Problem description: Reproduce verbatim the final portion of the material below, from the line containing "Detection target: blurred pink flower" through its last line, and nothing else.

Data excerpts:
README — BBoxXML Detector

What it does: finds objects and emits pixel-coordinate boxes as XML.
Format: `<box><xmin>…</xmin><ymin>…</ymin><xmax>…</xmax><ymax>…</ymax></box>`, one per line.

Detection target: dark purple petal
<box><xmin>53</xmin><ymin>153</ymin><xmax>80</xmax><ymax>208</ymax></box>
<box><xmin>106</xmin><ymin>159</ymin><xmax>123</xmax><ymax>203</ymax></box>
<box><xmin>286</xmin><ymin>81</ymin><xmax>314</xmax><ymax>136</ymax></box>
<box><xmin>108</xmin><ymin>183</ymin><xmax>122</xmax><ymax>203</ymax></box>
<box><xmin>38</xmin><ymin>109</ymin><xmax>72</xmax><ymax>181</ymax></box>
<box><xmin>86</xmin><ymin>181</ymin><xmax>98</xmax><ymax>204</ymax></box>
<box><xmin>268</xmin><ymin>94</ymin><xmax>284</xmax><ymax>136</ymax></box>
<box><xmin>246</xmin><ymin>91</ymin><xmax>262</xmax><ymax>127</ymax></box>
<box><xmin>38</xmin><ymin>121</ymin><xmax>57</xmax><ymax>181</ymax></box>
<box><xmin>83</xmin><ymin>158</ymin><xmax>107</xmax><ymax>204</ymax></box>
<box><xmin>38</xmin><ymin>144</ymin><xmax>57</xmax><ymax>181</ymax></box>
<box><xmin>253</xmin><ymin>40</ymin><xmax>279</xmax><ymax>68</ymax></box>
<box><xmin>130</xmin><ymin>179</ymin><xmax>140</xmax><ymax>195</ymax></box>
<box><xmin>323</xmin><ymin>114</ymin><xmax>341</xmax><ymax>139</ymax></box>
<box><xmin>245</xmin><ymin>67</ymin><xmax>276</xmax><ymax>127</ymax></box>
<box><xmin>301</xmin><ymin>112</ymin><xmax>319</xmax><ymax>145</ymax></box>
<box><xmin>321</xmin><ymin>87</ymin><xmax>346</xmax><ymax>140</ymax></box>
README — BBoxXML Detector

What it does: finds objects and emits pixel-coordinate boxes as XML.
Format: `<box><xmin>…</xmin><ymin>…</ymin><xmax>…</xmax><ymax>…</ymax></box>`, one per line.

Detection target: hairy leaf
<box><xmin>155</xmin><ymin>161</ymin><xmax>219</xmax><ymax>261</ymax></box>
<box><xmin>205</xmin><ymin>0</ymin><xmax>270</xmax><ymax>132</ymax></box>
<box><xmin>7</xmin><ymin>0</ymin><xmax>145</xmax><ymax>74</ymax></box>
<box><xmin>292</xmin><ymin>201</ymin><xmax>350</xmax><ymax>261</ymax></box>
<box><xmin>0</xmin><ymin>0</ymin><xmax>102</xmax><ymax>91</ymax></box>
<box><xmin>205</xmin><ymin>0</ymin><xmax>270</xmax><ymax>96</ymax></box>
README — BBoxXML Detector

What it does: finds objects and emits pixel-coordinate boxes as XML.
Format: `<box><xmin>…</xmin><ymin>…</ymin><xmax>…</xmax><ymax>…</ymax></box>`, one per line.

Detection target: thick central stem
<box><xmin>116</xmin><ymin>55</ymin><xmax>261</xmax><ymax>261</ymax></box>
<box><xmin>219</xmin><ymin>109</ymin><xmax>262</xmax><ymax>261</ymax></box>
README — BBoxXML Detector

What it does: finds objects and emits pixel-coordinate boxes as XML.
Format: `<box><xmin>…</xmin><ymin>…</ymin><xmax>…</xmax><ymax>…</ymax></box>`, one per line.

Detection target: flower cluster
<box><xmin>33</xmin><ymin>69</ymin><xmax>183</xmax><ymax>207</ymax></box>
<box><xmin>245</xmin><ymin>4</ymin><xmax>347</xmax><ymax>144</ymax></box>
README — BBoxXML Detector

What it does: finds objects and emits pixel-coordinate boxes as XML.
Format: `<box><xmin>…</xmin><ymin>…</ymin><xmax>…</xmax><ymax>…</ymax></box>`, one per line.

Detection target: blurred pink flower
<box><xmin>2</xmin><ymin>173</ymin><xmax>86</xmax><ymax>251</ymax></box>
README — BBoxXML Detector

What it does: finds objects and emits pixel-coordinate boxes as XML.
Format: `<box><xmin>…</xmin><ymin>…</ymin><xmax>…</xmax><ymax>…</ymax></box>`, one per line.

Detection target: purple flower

Answer for the task:
Detection target: blurred pink flower
<box><xmin>2</xmin><ymin>173</ymin><xmax>86</xmax><ymax>251</ymax></box>
README — BBoxXML Detector

What it does: finds objects and emits pixel-coordinate boxes as XML.
Format: `<box><xmin>…</xmin><ymin>…</ymin><xmax>…</xmax><ymax>…</ymax></box>`, one per line.

Detection target: purple flower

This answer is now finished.